**TASK PROMPT**
Locate every line in the records below that holds the word "target" and return each one.

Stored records
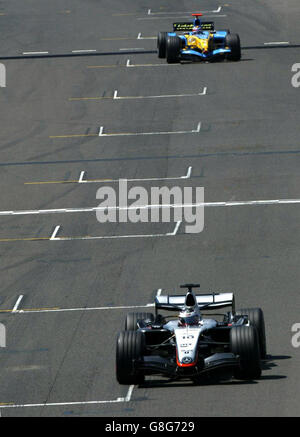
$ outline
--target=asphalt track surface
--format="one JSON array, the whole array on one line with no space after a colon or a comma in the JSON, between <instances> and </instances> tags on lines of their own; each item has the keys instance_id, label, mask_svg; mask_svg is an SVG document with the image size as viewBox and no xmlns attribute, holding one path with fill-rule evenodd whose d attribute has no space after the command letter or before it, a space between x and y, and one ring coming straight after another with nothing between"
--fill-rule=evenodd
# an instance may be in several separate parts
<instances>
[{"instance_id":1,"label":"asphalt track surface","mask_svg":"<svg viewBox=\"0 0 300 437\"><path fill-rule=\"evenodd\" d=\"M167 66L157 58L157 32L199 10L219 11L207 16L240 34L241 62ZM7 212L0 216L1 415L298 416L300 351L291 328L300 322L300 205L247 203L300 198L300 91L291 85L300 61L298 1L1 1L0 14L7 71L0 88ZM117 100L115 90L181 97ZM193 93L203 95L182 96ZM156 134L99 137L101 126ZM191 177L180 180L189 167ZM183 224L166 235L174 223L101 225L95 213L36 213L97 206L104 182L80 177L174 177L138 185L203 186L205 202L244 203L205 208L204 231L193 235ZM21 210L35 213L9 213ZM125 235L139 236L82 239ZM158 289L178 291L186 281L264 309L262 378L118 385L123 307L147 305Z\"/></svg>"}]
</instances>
* * *
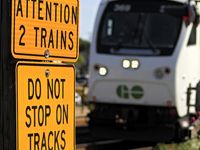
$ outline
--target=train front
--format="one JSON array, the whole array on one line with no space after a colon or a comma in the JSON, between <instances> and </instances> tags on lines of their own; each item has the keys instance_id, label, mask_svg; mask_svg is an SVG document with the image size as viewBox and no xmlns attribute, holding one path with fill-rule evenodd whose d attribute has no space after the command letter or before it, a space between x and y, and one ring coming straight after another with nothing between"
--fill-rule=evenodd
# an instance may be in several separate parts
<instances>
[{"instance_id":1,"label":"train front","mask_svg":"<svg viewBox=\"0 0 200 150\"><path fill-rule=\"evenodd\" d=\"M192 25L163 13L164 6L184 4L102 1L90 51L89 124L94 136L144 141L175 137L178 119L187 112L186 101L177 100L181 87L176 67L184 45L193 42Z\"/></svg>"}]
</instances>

**ANSWER SPACE**
--target=asphalt track surface
--target=train front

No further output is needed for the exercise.